WHAT YOU SHOULD DO: In the profile of Kang Sung-hee below, what share of the vote did he win in the by-election for the Jeonju B constituency?

DOCUMENT SEGMENT:
Member of the National Assembly
- In office 6 April 2023 – 29 May 2024
- Preceded by: Lee Sang-jik
- Succeeded by: Lee Seong-yoon
- Constituency: Jeonju B

Floor Leader of the Progressive Party
- In office 6 April 2023 – 29 May 2024
- Preceded by: Office established
- Succeeded by: Yoon Jong-oh

Personal details
- Born: 7 September 1972 (age 53) Seoul, South Korea
- Party: Progressive Party
- Alma mater: Hankuk University of Foreign Studies

Korean name
- Hangul: 강성희
- Hanja: 姜聖熙
- RR: Gang Seonghui
- MR: Kang Sŏnghŭi

= Kang Sung-hee (politician) =

South Korean politician (born 1972)

Kang Sung-hee (born 7 September 1972) is a South Korean politician and labour activist who was the floor leader of the Progressive Party from 2023 to 2024. He was a member of the 21st National Assembly representing the Jeonju B constituency.

== Early life and early career ==
Kang was born 7 September 1972, in Seoul, South Korea. He attended Whimoon High School and later studied at Hankuk University of Foreign Studies; graduating with a bachelor's degree in linguistics. After graduating, he worked at a Hyundai Motors' manufacturing plant located in Jeonju. There, he served as the President of the Hyundai Motors contracted workers branch of the Korean Confederation of Trade Unions. As branch President, he successfully assisted in converting many contracted worker positions at Hyundai Motors to full-time positions. He also served as a senior branch manager at the Korean Metal Workers' Union.

== Political career ==
Kang ran as the left-wing Unified Progressive Party's candidate in the Wanju County Council election during the 2014 South Korean local elections, but was unsuccessful in being elected.

He ran as the Progressive Party's candidate for a by-election held for the Jeonju B constituency of the National Assembly. He won the election with 39 percent of the vote, becoming the Progressive Party's first National Assembly member.

===Alleged assault by Kim Yong-hyun===

PD Note's coverage on the incident

On 18 January 2024, Kang Sung-hee. the floor leader of the Progressive Party, was forcefully carried out and removed by presidential security agents at a ceremony launching North Jeolla Province as a special self-governing province after verbally urging President Yoon to "change [his] approach to governance." Footage of the incident shows Kim Yong-hyun, then-Chief of the Presidential Security Service, raising his hand and making a gesture as if he was physically striking Kang. Whether or not Kim actually assaulted Kang is unknown. Kang later attempted to re-enter but was again stopped by security guards. Footage of the gesture went viral and sparked mass controversy. The Progressive Party announced they would "hold Yoon's administration accountable" for the incident. Rep. Jeong Seong-ho would call the incident "inappropriate" and would claim Yoon's administration is "worst than Park Geun-hye's administration," in reference to President Park Geun-hye and scandals involving her administration. Democratic Party leader Lee Jae-myung would call Yoon's administration a "monarchy" in response to the incident.

RECORDS SUPPLIED:
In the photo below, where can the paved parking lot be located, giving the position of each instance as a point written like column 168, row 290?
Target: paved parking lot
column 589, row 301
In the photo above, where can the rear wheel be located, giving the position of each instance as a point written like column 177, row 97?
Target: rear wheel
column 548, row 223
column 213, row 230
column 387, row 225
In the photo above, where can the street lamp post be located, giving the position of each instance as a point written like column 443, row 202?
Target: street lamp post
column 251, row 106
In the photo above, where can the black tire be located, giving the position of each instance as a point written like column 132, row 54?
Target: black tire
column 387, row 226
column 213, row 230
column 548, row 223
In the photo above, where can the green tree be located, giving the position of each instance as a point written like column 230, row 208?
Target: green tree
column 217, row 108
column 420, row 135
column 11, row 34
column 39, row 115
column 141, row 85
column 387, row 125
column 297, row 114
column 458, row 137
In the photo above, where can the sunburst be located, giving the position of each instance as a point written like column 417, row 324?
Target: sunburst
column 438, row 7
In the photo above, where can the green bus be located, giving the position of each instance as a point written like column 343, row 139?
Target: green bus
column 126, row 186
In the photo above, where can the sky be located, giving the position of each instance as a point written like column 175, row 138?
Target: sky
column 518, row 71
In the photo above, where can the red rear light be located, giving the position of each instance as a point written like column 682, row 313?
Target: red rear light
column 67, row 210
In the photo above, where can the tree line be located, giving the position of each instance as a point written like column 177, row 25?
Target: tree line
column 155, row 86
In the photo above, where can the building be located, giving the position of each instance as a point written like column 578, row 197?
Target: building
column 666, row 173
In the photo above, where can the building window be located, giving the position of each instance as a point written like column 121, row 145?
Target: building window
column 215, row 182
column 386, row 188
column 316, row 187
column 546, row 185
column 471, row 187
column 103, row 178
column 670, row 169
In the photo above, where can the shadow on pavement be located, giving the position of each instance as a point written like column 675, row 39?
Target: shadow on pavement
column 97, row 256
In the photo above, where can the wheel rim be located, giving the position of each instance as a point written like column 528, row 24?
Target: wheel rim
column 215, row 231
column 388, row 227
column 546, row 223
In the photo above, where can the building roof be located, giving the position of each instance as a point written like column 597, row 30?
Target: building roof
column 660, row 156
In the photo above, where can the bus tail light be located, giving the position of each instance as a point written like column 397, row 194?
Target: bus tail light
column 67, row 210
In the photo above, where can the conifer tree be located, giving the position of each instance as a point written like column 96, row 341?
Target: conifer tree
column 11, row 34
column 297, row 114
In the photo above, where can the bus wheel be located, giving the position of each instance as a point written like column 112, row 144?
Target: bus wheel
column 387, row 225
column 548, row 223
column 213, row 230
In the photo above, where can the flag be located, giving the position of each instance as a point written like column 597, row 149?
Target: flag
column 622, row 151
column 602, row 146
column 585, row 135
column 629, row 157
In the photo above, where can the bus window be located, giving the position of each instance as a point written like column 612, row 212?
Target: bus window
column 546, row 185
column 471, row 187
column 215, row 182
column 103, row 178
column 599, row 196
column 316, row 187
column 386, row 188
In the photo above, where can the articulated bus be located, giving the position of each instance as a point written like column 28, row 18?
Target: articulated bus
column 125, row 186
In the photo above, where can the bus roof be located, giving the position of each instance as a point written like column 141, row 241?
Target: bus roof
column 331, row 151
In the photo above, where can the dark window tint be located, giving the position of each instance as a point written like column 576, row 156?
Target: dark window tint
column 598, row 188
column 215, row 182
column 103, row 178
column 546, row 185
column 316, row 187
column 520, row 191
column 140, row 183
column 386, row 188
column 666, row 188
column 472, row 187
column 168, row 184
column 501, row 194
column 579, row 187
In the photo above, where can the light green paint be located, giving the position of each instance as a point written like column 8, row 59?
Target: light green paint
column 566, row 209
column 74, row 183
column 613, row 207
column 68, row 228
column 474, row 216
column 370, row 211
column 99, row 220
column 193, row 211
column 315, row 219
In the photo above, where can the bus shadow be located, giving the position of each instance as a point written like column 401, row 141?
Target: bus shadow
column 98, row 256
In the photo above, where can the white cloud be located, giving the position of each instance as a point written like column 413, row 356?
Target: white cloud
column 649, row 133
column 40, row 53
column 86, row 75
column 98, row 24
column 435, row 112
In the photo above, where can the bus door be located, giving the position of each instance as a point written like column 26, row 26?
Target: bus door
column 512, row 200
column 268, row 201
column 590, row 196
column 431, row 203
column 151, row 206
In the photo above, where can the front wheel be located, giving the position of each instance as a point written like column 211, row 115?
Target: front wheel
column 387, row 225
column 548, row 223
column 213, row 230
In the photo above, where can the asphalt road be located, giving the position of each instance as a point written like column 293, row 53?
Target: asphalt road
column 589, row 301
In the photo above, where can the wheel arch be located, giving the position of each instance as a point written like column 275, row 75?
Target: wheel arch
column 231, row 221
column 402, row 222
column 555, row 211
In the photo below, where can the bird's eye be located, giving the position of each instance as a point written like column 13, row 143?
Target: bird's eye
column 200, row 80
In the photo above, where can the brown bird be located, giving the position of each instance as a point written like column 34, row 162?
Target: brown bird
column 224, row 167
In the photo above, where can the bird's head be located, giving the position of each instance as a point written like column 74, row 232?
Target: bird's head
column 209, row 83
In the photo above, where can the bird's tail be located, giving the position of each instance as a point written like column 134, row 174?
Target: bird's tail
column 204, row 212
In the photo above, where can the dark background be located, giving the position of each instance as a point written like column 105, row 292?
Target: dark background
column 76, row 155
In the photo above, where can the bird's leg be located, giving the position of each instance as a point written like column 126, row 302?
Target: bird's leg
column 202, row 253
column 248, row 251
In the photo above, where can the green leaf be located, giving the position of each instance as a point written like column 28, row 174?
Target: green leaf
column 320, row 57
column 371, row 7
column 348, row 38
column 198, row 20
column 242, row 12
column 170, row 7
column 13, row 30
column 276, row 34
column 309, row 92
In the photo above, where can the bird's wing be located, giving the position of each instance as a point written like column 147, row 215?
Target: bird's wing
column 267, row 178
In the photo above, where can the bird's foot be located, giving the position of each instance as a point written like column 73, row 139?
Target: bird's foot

TASK RESULT: 39 percent